На первый взгляд кажется даже странным, что «тема о человеке» для религиозного философа является не религиозной, но моральной. Вопреки большинству представителей религиозной философии в России В.В. Зеньковский разделяет религию и мораль и соответственно веру и нравственность, что невозможно ни для религиозной мысли, ни тем более для богословия. Будучи сам представителем религиозно-богословской мысли, В.В. Зеньковский не делает
отождествления религии и морали, что свидетельствует о высокой степени объективности его оценок русской философии.
Итак, не теоцентризм и космоцентризм, но антропологизм, так как он связан с моральной установкой. Здесь происходит утверждение того факта, что в природе человека главное начало, находимое русскими философами, заключено не в религиозной вере, а в моральной преданности нравственному идеалу. И поэтому «панморализм» как гипертрофированное, но весьма показательное явление, свойственен русской философии в целом, а не только Л.Н. Толстому как наиболее яркому представителю панморализма.
Оснований для точки зрения В.В. Зеньковского более чем достаточно. Это, прежде всего, труд B.C. Соловьева по нравственной философии «Оправдание добра», который, по словам Н.Я. Грота, явился «первой этической системой» в русской философии. По сути дела, это первый опыт построения автономной этики в традициях отечественной философии, поскольку B.C. Соловьев постулирует абсолютность добра, и соответственно независимость нравственных начал от религии и метафизики. Как отмечает исследователь истории русской этики В.Н. Назаров, объясняя критику в адрес B.C. Соловьева по поводу его акцентуации автономии добра, «Соловьев не видит необходимости специально доказывать теономность добра. Добро для него имманентно тео-номно, самоочевидно и естественно теономно. А вот автономию добра он действительно считает необходимым доказать, чтобы не растворить его в религиозных и метафизических сферах и не подорвать тем самым антропологические корни» [8, с. 127-128].
Исследователь называет нравственную философию B.C. Соловьева «теономией добра», или Богочеловеческой этикой, показывая ее сущностные отличия как от гуманистического категорического императива Канта, так и от чистой теономии Кьеркегора. Для доказательства этой идеи приводятся следующие слова B.C. Соловьева о безусловном начале нравственности, которые можно назвать категорическим императивом его философии: «В совершенном внутреннем согласии с высшею волею, признавая за всеми другими безусловное значение или ценность, поскольку и в них есть образ и подобие Божие, принимай возможно полное участие в деле своего и общего совершенствования ради окончательного откровения Царства Божия в мире» [9, с. 261].

• Выдержки из материалов:
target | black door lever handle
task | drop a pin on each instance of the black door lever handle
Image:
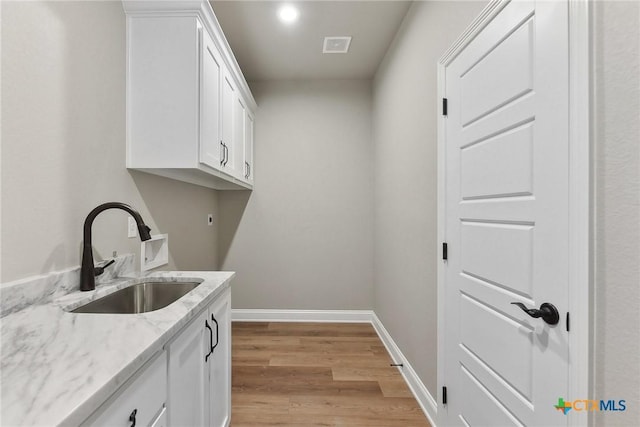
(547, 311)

* * *

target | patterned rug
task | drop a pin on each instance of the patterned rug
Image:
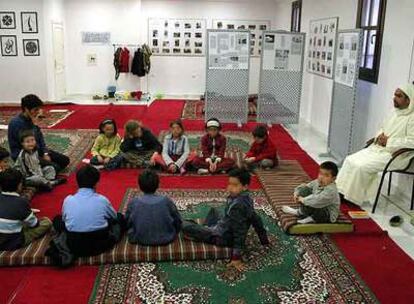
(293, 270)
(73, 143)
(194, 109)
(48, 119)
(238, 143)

---

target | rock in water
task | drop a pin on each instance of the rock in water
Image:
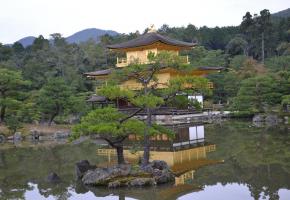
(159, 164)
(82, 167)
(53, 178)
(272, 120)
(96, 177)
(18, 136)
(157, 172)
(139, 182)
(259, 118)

• Поставленная задача 1:
Согласуются ли с отрывком о русской философии утверждения (a) Зеньковский отождествляет религию и мораль, (b) Соловьев постулирует независимость нравственных начал от религии и метафизики, (c) панморализм свойствен только Л.Н. Толстому? Для каждого ответьте «да» или «нет» и приведите решающие слова отрывка в точной цитате.
• Поставленная задача 2:
Продублируйте без изменений часть отрывка о русской философии от слов «На первый взгляд» до слов «оценок русской философии.» включительно.

• Письменное решение 1:
(a) Нет: «Вопреки большинству представителей религиозной философии в России В.В. Зеньковский разделяет религию и мораль».
(b) Да: «B.C. Соловьев постулирует абсолютность добра, и соответственно независимость нравственных начал от религии и метафизики».
(c) Нет: «свойственен русской философии в целом, а не только Л.Н. Толстому».

• Письменное решение 2:
На первый взгляд кажется даже странным, что «тема о человеке» для религиозного философа является не религиозной, но моральной. Вопреки большинству представителей религиозной философии в России В.В. Зеньковский разделяет религию и мораль и соответственно веру и нравственность, что невозможно ни для религиозной мысли, ни тем более для богословия. Будучи сам представителем религиозно-богословской мысли, В.В. Зеньковский не делает
отождествления религии и морали, что свидетельствует о высокой степени объективности его оценок русской философии.